_What is expected:_
Continue the article about Æðey, the island in Iceland's Westfjords, from its last sentence.

_Text passage:_
=-=-=

Additional information
- Time zone: WET (UTC+0);

= Æðey =

Small island in the Westfjords region of Iceland

Æðey (/is/; Eider Island) is an island located in the Westfjords region of Iceland. A höfuðból was built in the 19th century with a farm, with descendants of the family going to the house in the summer to maintain the farm. Other structures include a lighthouse and a weather station owned by the Icelandic Meteorological Office.

The island is home to multiple species of birds such as the common eider, with its feathers being harvest by the family that resides on the island. Mammals such as sheep can be found on the island though are often shipped to the mainland to not disturb the eider and puffin population.
==Geography==
Æðey is the biggest of the four islands located on the biggest bay of the Westfjords, being located in Ísafjarðardjúp. The island is separated by 15 km of water away from Ísafjörður. It is 2.2 km long and 0.8 km wide, with its highest point being 21 m above sea level. The island is vegetated.

==History==

In 1615, some Basque whalers were whaling and had crashed in Strandir. Five of the whalers traveled to Æðey and settled there. After the magistrate of Ísafjörður, Ari Magnússon, had found out about the whalers on the island, he ordered a fleet of ships to go to the island. All of the whalers on the island were killed by the forces.
==Structures and demographics==
A höfuðból (manor house) was built in the 19th century on the island by married couple Guðmundur Rósinkarsson and Guðrún Jónsdóttir. After Rósinkarsson's death in 1906, the couple's children: Ásgeir, Halldór, and Sigríður, inherited the house and ran the farm alongside their mother. As of 2019, the descendants of the family reside in the house every summer to rear cattle, geese and sheep, and harvest eiderdown.

=-=-=

_Stored rows:_
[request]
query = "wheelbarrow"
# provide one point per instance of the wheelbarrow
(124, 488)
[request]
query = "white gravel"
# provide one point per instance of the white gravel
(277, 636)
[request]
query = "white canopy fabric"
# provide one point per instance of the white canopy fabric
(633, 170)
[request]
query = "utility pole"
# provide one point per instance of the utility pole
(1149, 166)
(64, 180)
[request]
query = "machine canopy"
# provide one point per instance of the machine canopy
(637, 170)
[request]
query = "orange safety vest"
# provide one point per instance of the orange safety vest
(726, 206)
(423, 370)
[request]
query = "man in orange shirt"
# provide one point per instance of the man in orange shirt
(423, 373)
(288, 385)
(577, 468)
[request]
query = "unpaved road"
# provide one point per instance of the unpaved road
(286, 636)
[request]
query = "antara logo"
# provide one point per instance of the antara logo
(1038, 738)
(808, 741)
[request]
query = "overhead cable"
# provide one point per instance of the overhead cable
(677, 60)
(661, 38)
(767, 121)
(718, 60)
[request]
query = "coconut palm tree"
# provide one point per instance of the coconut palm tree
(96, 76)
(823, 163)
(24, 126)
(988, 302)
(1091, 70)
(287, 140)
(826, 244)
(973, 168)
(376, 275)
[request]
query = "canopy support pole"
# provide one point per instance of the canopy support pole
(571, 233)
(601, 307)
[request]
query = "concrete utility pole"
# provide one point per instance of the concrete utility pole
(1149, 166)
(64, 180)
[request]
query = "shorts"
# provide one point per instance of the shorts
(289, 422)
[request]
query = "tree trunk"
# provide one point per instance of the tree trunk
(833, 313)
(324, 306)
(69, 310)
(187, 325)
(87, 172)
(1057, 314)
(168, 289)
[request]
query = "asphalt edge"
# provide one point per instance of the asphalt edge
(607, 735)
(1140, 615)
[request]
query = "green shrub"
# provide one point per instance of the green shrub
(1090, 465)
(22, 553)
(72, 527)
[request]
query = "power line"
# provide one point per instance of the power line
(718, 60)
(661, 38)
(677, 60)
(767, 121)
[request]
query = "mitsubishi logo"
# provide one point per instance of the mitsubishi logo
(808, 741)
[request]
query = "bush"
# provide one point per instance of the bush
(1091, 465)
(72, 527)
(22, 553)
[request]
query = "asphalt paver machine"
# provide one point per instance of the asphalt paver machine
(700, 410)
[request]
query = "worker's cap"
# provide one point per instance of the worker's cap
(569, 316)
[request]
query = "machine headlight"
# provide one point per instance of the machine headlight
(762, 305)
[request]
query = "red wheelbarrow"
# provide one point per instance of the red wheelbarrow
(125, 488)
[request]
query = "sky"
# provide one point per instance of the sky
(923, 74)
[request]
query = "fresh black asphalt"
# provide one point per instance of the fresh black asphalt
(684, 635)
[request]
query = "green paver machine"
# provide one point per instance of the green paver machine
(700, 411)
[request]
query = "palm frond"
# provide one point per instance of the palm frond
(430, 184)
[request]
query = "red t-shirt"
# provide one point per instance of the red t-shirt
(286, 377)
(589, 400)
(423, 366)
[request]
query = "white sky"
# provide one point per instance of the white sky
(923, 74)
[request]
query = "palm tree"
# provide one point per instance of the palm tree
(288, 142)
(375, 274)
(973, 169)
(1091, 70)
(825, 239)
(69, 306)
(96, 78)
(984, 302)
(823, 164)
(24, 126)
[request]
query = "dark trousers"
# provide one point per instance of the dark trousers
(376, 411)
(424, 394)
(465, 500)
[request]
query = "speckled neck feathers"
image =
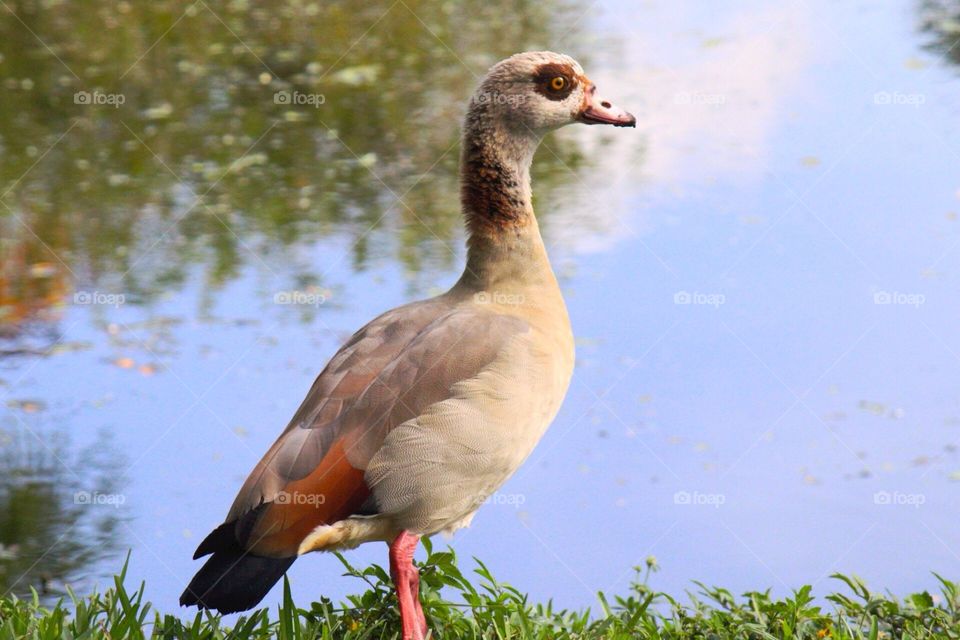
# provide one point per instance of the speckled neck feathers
(495, 172)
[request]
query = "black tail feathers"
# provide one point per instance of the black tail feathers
(232, 579)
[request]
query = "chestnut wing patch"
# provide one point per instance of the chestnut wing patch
(387, 373)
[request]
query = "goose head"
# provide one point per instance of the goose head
(541, 91)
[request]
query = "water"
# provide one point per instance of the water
(762, 279)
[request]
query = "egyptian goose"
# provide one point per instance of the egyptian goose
(428, 409)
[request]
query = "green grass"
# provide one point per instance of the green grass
(486, 608)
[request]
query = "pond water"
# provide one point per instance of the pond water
(762, 278)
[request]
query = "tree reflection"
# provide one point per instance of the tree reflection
(941, 19)
(59, 509)
(140, 139)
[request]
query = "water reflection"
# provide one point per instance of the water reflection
(941, 19)
(142, 139)
(60, 509)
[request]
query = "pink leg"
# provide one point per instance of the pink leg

=-=-=

_Written answer:_
A lighthouse was built on the island in 1944, though it was not active until 1949 due to lighting material shortages during World War II. It is located on the southern tip of the island and measures 13 m high. There is a weather station on the island owned by the Icelandic Meteorological Office. In 2010, the island had one resident named Ólafur Ragnarson. He was a worker at the weather station and monitored the weather data. The station was made automatic in 2012.
==Fauna==
The island is home to species of bird such as the common eider, black guillemot, puffins, and breeds of geese. In a survey made by Náttúrustofa Vestfjarða in 2022, they had counted around 667 pairs of the black guillemot. Mammals such as cattle, sheep, and minks can be found on the island. The sheep are often ferried to the mainland during summer for grazing to not interfere with the eiders. A dog named Tása is owned by the family that resides on the island. Marine life such as humpback whales can be found off the shore of the island.